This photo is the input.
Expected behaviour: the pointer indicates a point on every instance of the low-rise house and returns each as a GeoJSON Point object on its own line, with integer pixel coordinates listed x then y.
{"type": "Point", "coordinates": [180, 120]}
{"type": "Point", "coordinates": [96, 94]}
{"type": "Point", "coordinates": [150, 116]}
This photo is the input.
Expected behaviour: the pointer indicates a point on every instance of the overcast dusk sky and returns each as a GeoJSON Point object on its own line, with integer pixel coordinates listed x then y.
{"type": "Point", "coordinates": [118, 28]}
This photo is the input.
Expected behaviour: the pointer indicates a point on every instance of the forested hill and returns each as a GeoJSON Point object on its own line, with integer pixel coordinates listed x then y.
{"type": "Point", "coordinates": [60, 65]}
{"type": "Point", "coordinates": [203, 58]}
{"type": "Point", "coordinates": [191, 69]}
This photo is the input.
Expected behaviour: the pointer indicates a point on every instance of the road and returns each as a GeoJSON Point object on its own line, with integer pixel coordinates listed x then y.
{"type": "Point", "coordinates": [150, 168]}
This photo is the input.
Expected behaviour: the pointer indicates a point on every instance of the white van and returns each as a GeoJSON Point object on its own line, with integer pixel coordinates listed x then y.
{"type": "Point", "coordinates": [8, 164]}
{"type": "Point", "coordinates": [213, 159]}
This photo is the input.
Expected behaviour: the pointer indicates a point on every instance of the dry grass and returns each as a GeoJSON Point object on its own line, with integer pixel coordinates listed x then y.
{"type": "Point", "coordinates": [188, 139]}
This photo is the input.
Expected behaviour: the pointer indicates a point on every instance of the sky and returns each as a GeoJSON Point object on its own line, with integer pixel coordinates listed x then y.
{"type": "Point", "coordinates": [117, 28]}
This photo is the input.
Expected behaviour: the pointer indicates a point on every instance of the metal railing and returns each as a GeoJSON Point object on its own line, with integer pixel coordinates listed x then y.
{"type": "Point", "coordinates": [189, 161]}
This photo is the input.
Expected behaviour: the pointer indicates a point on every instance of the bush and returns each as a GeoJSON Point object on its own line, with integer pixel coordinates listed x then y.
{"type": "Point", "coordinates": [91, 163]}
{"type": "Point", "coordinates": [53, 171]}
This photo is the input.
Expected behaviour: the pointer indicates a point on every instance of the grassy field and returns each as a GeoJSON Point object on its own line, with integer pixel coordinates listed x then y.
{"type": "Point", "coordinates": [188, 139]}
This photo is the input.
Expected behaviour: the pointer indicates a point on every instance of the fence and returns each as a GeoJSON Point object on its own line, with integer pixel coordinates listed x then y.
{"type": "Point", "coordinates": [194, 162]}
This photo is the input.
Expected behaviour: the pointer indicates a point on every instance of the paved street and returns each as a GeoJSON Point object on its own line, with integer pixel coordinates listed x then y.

######

**What is needed**
Reproduce the whole listing verbatim, leaving every line as it was.

**Response to this exercise**
This photo is the input.
Expected behaviour: the pointer indicates a point on every instance of the low-rise house and returns each as a GeoJSON Point object on its own line, with integer pixel coordinates listed x then y.
{"type": "Point", "coordinates": [180, 120]}
{"type": "Point", "coordinates": [96, 94]}
{"type": "Point", "coordinates": [150, 116]}
This photo is the input.
Expected behaviour: the pointer indicates a point on every instance of the overcast dusk sky and returns each as a GeoJSON Point object on its own line, with integer pixel coordinates listed x then y.
{"type": "Point", "coordinates": [118, 28]}
This photo is the input.
Expected behaviour: the pointer indicates a point on every instance of the forested hill and returns each as a GeoJSON Point object on its own line, with integer pixel coordinates listed x then y.
{"type": "Point", "coordinates": [60, 65]}
{"type": "Point", "coordinates": [203, 58]}
{"type": "Point", "coordinates": [191, 69]}
This photo is the input.
Expected behaviour: the pointer indicates a point on every instance of the road and returns each as a GeoJSON Point object on its own line, with integer pixel coordinates listed x then y.
{"type": "Point", "coordinates": [150, 168]}
This photo is the input.
Expected behaviour: the pointer indicates a point on every instance of the white van and returns each as a GeoJSON Point object on its own line, with integer pixel coordinates listed x then y.
{"type": "Point", "coordinates": [8, 164]}
{"type": "Point", "coordinates": [213, 159]}
This photo is the input.
Expected behaviour: the pointer indicates a point on every instance of the dry grass and returns each as a GeoJSON Point object on its own line, with integer pixel coordinates listed x then y.
{"type": "Point", "coordinates": [188, 139]}
This photo is the input.
Expected behaviour: the pointer indicates a point on every instance of the sky and returns each as a GeoJSON Point object on its own line, with integer pixel coordinates listed x then y.
{"type": "Point", "coordinates": [117, 28]}
This photo is the input.
Expected behaviour: the pointer indicates a point on every instance of the metal railing and returns each as a GeoJSON Point object on its own line, with integer pixel coordinates listed x then y.
{"type": "Point", "coordinates": [189, 161]}
This photo is the input.
Expected behaviour: the pointer indicates a point on every instance of the bush and returns each as a GeoJSON Point object on its own line, with integer pixel coordinates listed x then y.
{"type": "Point", "coordinates": [91, 163]}
{"type": "Point", "coordinates": [53, 171]}
This photo is the input.
Expected behaviour: the pointer indicates a point on every instance of the grassy field and returns each as a GeoJSON Point object on its own line, with integer pixel coordinates listed x then y.
{"type": "Point", "coordinates": [188, 139]}
This photo is the input.
Expected behaviour: the pointer indicates a point on every instance of the fence and returns each as a GeoJSON Point object on its own line, with integer pixel coordinates listed x then y.
{"type": "Point", "coordinates": [194, 162]}
This photo is the input.
Expected behaviour: the pointer indicates a point on every instance of the paved street and returns each as a GeoJSON Point object on its own line, with integer pixel coordinates listed x then y.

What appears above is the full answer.